#### [EXTRACTED RECORDS]
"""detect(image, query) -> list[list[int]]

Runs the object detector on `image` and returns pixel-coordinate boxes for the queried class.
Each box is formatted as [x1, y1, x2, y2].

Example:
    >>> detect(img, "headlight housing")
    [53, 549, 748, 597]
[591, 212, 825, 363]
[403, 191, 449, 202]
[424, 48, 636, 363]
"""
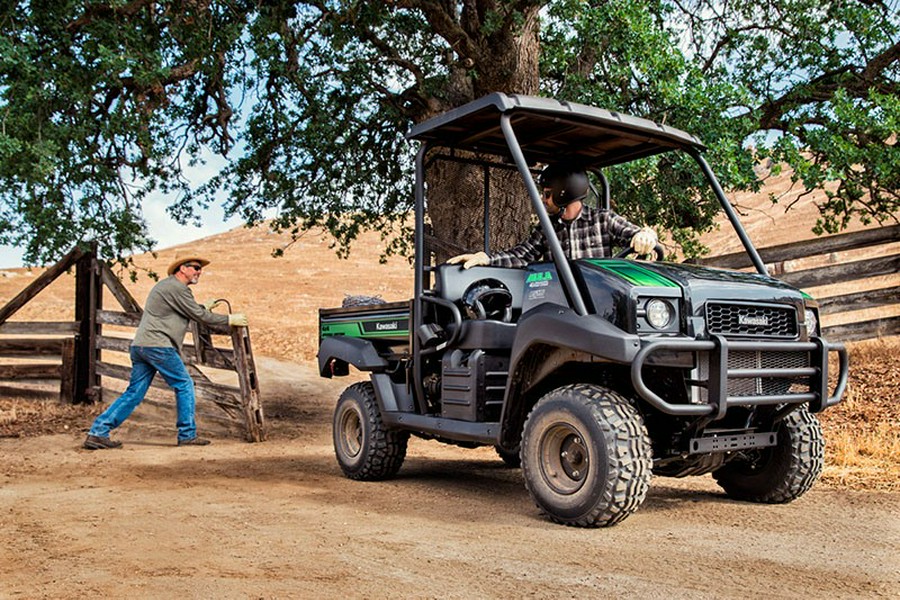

#### [TASK OBJECTIVE]
Pick out each line of the data that contains the word "image".

#### [RESULT FOR THIS TASK]
"""detect(image, query) -> list[list[int]]
Runs the object detector on `image` and returns pixel-coordinate boxes for the queried class.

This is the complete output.